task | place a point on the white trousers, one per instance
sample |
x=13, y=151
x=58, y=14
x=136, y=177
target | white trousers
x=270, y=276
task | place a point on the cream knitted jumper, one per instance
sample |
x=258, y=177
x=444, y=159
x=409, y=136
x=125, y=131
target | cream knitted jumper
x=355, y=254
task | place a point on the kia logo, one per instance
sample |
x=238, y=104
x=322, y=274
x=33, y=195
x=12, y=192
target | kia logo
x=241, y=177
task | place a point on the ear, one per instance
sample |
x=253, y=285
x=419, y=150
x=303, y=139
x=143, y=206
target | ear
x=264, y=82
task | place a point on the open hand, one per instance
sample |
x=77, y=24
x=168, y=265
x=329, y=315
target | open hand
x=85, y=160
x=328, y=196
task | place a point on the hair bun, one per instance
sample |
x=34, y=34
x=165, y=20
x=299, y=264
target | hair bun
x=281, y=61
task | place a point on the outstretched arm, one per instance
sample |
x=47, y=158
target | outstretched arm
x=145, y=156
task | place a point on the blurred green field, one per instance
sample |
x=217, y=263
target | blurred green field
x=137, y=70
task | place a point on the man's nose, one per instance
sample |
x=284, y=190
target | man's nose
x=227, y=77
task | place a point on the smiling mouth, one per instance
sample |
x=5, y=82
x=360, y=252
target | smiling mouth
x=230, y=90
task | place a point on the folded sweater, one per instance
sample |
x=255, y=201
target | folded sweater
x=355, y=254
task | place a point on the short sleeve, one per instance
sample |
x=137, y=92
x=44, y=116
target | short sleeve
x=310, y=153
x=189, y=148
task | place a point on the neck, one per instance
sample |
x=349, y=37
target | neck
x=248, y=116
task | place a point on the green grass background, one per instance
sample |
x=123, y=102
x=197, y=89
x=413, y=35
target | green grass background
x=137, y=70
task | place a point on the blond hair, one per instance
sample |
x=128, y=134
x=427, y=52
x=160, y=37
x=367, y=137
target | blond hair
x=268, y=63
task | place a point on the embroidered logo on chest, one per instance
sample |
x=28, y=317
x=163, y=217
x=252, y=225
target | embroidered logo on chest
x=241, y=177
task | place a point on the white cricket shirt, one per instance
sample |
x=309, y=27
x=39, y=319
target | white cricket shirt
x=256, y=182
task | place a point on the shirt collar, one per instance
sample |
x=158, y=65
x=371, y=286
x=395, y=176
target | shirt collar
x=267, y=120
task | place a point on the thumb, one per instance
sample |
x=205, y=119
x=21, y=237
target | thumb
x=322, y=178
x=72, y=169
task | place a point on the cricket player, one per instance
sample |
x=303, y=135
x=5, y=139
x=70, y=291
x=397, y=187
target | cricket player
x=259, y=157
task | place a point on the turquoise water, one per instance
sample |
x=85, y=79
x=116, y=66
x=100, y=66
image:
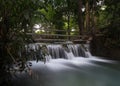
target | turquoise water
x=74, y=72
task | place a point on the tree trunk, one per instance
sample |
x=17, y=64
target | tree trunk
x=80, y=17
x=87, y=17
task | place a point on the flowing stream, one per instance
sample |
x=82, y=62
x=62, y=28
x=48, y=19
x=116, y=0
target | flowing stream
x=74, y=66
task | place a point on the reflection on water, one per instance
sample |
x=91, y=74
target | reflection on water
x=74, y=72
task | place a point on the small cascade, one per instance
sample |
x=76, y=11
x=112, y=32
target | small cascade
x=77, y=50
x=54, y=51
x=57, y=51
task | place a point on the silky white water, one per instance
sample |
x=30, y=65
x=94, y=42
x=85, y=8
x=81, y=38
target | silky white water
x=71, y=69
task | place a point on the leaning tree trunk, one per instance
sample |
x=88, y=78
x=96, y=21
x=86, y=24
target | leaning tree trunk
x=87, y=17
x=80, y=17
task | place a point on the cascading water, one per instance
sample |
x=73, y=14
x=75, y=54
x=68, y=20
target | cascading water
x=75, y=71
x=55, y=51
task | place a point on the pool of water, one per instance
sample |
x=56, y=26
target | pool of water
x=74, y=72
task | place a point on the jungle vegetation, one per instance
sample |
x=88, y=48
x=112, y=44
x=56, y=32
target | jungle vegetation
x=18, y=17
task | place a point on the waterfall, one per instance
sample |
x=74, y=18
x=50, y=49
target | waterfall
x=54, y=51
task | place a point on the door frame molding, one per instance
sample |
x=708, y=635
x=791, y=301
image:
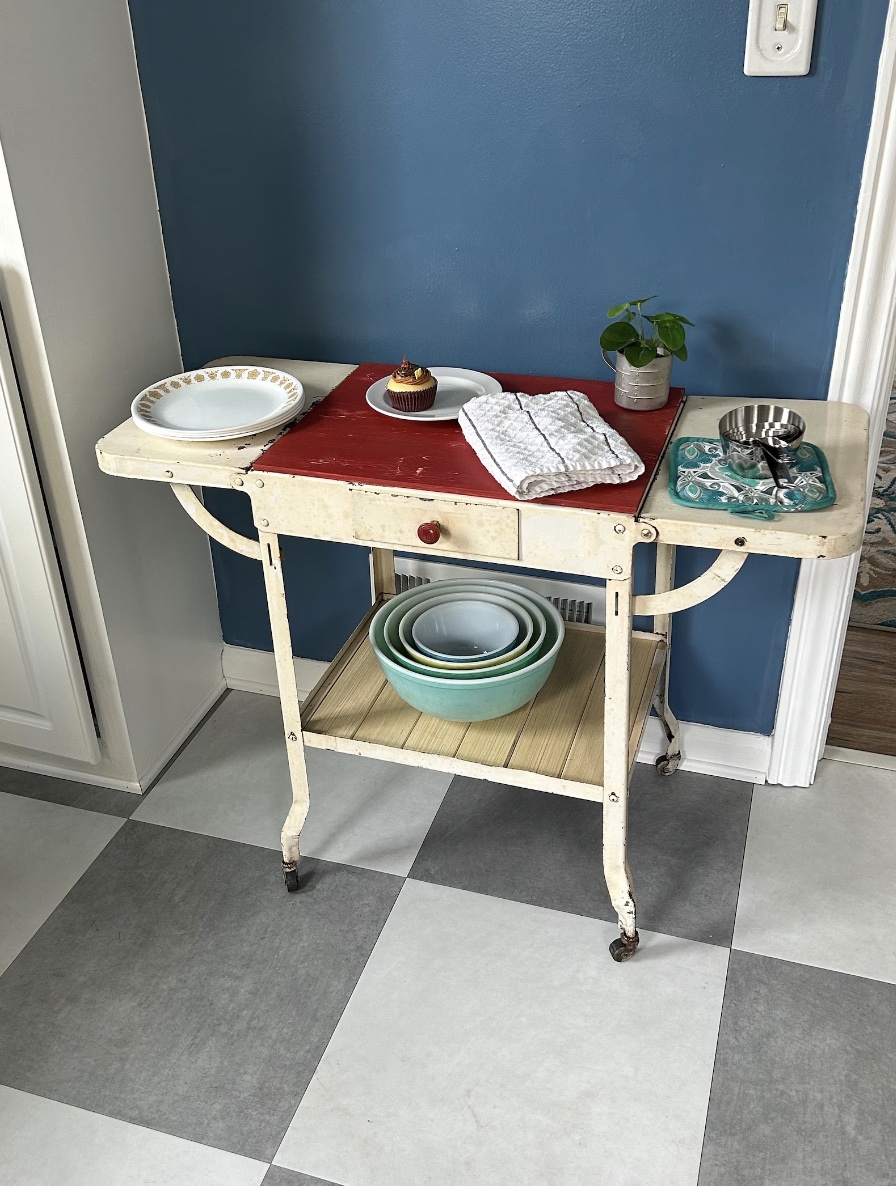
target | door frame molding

---

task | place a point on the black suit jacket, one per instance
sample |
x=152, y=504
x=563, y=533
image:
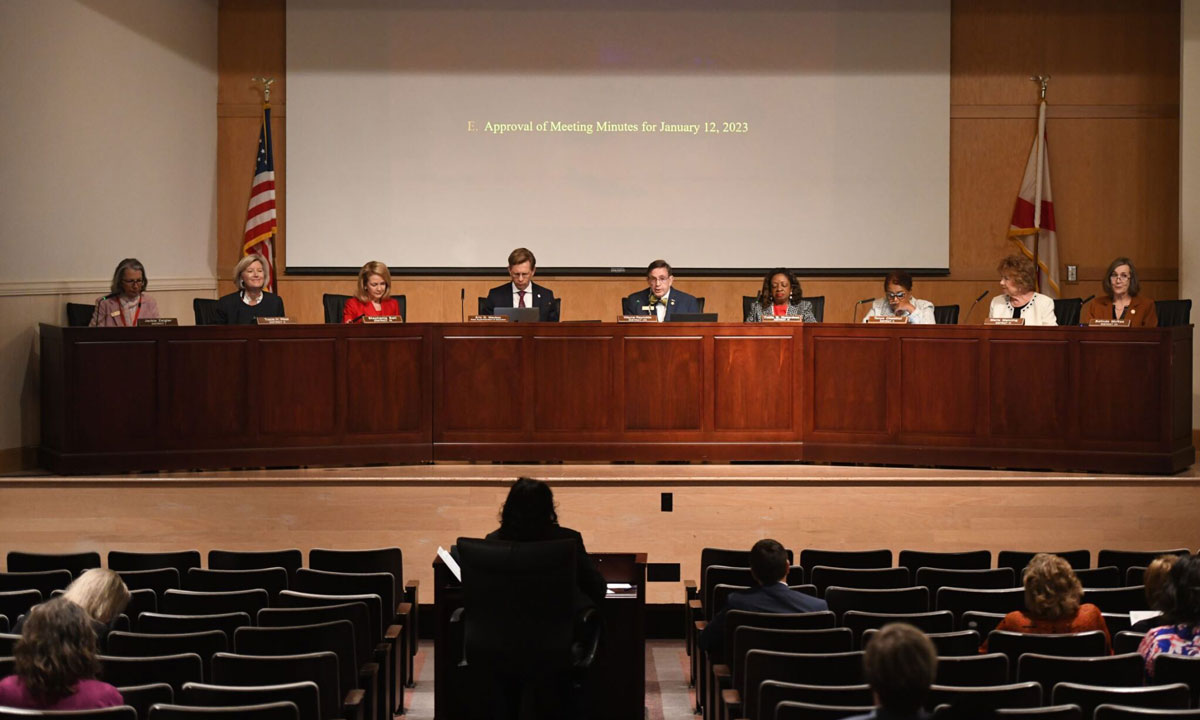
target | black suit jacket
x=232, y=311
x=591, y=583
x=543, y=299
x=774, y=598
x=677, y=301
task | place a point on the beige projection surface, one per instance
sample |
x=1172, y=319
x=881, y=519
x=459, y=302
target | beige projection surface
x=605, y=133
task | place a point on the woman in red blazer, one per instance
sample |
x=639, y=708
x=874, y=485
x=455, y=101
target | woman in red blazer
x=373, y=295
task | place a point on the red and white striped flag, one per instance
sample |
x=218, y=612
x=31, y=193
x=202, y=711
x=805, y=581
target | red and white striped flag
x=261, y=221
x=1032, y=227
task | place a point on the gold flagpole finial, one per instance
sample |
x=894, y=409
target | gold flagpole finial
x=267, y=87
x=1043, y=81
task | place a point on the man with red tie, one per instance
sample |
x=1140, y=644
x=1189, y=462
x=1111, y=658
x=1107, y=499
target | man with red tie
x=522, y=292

**PROMPT:**
Reproduce only the part of the data that opens with the line containing "task | place a point on the red" and closes with the line containing "x=522, y=292", switching every "striped" to "banded" and leaving everything else unchanged.

**FULL RESPONSE:**
task | place a point on the red and white banded flag, one per instance
sample |
x=218, y=612
x=31, y=193
x=202, y=711
x=805, y=581
target | red and white banded flag
x=261, y=221
x=1032, y=227
task | place a point on the gold flagpole finial, one per instance
sample |
x=894, y=409
target | gold flagpole finial
x=267, y=87
x=1043, y=81
task | place a point on the man with red tie, one per instance
sample |
x=1140, y=644
x=1189, y=462
x=1111, y=658
x=1107, y=499
target | man with red tie
x=522, y=292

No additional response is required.